◆ SOURCE EXTRACT

Statistics

Describing Distributions

Last updated: March 2026 · Intermediate

Before you start

You should be comfortable with:

Mean, Median, and Mode Range and Standard Deviation

Real-world applications

💊

Nursing

Medication dosages, IV drip rates, vital monitoring

💰

Retail & Finance

Discounts, tax, tips, profit margins

When someone hands you a dataset, the first step is to describe its distribution. Before you calculate anything, you need a clear picture of how the data is spread out. A good description tells the reader what the data looks like, where the center is, how spread out the values are, and whether anything unusual is going on. Statisticians have a simple framework for doing this consistently every time.

The SOCS Framework

SOCS is a checklist for describing any distribution:

Letter	Stands For	What to Address
S	Shape	Is the distribution symmetric, skewed, or bimodal?
O	Outliers	Are there any unusually high or low values?
C	Center	What is a typical value? (mean or median)
S	Spread	How much do the values vary? (range, IQR, standard deviation)

When you describe a distribution, address all four elements in order. This ensures you never miss an important feature of the data.

Shape of a Distribution

The shape of a distribution describes the overall pattern of the data when you look at a histogram or dot plot. There are five common shapes you should know.

Symmetric — The left side is roughly a mirror image of the right side. The mean and median are approximately equal. Example: test scores on a well-designed exam typically form a symmetric bell shape.

Skewed Right (Positively Skewed) — The bulk of the data is on the left, with a long tail stretching to the right. The mean is greater than the median because the tail pulls the mean toward higher values. Example: household income in the United States is skewed right — most households earn moderate amounts, but a few very high earners stretch the tail far to the right.

◆ DATASET EXTRACT
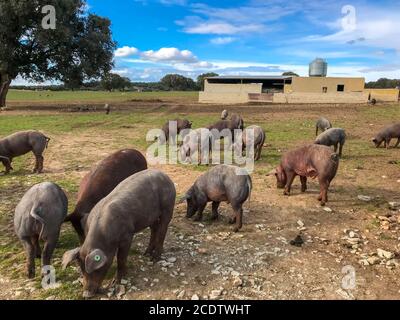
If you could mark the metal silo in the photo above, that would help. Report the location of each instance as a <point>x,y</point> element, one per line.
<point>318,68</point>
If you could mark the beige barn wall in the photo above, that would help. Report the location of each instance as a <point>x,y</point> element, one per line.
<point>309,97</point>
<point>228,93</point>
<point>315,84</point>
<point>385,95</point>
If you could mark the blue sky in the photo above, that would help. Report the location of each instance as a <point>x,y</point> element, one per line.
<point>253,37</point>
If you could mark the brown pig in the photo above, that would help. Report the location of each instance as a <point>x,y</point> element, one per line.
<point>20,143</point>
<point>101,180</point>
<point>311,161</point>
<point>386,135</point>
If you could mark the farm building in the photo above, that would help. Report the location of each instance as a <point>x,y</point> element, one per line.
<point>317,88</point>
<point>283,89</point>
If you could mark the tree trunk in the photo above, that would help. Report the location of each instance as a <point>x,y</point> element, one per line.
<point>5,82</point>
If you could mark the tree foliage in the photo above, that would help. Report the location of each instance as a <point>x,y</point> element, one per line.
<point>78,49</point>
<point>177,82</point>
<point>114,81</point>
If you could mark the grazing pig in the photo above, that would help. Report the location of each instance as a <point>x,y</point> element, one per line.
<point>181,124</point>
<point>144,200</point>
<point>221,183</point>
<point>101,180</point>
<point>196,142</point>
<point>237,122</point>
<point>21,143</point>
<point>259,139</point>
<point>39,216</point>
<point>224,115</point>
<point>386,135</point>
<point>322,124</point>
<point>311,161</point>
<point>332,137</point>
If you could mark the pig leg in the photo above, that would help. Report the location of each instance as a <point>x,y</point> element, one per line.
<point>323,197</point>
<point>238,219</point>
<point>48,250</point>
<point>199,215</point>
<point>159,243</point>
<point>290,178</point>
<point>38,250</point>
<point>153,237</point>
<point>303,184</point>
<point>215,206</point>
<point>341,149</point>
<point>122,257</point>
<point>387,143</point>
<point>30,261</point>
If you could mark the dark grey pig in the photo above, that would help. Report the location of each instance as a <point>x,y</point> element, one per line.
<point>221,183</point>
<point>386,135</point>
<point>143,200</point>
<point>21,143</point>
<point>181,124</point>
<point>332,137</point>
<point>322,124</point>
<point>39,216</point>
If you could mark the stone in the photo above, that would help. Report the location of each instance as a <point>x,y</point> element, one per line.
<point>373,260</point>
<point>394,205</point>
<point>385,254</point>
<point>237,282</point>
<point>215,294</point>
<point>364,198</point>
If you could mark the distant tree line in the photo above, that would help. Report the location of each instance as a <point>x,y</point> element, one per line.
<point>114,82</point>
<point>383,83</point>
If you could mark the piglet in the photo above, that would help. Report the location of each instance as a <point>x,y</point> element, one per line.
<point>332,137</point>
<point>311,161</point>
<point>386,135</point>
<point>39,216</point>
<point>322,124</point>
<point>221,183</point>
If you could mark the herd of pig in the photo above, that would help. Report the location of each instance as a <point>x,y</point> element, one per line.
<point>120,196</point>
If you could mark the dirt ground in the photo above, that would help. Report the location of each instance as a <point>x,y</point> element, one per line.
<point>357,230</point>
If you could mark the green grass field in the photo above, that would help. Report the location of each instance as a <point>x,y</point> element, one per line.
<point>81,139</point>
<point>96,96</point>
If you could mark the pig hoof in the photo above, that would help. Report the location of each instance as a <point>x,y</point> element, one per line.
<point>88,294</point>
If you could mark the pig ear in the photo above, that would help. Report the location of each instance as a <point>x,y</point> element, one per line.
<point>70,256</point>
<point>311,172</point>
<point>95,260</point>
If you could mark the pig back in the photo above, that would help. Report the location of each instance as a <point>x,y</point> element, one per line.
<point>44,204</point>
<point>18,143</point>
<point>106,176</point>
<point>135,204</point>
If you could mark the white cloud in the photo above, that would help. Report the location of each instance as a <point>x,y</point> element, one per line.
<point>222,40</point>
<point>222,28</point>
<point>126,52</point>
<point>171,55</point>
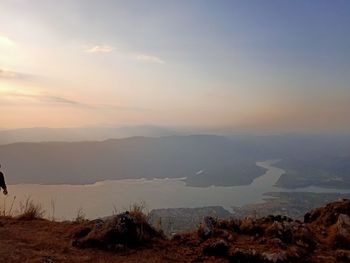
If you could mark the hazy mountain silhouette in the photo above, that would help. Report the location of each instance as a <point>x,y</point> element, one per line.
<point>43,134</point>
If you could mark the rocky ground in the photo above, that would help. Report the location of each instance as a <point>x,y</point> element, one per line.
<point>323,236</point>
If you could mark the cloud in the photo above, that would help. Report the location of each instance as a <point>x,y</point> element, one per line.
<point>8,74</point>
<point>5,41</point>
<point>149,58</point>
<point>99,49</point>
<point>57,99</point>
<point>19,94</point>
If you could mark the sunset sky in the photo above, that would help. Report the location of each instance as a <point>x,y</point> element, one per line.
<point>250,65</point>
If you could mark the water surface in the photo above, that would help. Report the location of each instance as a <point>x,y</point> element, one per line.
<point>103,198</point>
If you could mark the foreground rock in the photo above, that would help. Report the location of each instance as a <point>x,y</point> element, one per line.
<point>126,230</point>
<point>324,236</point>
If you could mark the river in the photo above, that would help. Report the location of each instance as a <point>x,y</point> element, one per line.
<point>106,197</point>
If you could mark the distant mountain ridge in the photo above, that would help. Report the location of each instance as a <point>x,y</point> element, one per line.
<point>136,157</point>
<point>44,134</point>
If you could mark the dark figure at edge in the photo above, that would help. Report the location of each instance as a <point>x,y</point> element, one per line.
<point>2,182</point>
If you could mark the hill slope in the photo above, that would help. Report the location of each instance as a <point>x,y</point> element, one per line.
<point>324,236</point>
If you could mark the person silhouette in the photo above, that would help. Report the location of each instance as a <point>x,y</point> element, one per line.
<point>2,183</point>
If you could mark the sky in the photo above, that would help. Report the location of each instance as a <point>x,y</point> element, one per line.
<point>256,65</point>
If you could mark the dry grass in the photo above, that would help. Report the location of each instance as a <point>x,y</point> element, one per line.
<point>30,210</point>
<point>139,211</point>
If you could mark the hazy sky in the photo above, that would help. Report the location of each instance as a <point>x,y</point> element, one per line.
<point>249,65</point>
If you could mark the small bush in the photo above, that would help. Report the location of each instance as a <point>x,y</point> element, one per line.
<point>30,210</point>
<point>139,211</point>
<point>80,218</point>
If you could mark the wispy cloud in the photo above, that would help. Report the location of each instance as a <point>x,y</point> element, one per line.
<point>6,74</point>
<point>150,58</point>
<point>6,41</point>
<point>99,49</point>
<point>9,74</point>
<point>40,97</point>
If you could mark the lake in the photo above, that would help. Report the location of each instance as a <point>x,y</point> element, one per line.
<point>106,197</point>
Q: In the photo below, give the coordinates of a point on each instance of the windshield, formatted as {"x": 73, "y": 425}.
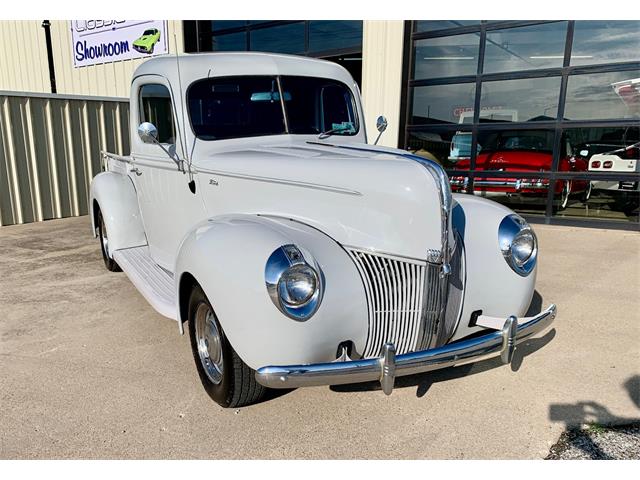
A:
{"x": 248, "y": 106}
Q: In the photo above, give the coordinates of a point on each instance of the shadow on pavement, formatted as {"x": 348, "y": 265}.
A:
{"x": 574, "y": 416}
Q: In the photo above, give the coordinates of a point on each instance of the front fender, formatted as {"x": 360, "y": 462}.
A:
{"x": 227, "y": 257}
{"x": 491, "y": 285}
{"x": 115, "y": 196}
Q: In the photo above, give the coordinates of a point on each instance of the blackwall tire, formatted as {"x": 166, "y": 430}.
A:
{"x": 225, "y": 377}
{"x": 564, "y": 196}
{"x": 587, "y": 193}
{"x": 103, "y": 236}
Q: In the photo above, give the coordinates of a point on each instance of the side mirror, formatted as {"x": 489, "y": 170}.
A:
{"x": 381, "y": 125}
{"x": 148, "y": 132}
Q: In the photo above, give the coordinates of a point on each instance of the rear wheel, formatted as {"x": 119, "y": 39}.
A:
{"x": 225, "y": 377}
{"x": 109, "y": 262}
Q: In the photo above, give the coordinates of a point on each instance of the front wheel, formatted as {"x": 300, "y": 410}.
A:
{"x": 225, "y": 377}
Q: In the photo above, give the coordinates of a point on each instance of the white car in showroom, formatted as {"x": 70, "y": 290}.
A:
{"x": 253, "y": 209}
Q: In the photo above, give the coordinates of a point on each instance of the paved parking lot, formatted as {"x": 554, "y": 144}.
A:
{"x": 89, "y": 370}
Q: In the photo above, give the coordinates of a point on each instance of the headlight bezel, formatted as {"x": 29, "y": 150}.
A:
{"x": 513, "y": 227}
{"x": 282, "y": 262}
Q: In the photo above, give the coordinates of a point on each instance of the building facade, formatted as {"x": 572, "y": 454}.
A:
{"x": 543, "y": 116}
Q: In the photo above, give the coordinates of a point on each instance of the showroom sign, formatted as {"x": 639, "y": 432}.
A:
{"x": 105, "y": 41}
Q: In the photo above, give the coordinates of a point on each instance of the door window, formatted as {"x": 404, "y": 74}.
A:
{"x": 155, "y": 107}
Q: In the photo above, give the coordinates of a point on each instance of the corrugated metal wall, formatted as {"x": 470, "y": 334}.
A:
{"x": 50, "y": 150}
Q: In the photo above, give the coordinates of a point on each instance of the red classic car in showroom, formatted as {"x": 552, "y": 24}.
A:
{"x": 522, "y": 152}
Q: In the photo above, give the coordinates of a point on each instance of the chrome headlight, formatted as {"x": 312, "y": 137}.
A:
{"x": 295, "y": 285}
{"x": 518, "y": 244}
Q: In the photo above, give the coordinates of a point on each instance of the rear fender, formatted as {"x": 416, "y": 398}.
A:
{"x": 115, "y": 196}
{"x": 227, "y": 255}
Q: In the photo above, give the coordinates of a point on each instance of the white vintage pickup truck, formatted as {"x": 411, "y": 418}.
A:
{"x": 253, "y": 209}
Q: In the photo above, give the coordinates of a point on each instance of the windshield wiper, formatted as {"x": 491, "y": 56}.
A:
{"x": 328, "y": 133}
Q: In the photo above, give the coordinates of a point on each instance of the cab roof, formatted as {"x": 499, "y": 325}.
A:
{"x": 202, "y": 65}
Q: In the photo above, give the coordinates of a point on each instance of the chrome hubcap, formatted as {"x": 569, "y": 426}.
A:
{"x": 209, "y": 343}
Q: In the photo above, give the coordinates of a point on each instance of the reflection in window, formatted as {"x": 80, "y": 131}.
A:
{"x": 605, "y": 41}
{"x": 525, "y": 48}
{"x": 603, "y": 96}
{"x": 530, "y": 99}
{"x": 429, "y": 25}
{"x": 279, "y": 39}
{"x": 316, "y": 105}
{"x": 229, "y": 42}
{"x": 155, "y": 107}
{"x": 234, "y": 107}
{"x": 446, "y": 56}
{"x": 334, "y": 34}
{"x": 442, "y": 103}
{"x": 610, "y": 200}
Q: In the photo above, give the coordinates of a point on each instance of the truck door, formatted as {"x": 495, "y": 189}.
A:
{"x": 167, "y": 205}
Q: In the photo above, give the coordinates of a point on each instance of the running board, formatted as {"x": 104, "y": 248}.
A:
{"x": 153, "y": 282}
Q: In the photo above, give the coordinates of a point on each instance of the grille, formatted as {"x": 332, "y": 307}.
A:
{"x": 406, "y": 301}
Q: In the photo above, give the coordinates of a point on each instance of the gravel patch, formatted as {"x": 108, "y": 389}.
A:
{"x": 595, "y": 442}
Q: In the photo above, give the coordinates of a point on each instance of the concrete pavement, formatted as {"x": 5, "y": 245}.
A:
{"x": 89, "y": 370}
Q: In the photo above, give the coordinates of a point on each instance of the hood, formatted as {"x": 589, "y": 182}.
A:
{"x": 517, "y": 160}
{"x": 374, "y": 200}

◆ TASK INSTRUCTIONS
• a. According to the lesson on describing distributions, why is the mean greater than the median in a right-skewed distribution?
• b. Restate as a short list the paragraph of the lesson on describing distributions that begins "When someone hands you a dataset".
• c. Retype the passage of the lesson on describing distributions starting at "SOCS is a checklist" and ending at "or low values?".

◆ WRITTEN RESPONSES
• a. The long tail pulls the mean toward higher values.

• b.
- The first step with a dataset is to describe its distribution, before calculating anything.
- A good description covers what the data looks like, where the center is, how spread out the values are, and whether anything unusual is going on.
- Statisticians use a simple framework to do this consistently every time.

• c.
SOCS is a checklist for describing any distribution:

Letter	Stands For	What to Address
S	Shape	Is the distribution symmetric, skewed, or bimodal?
O	Outliers	Are there any unusually high or low values?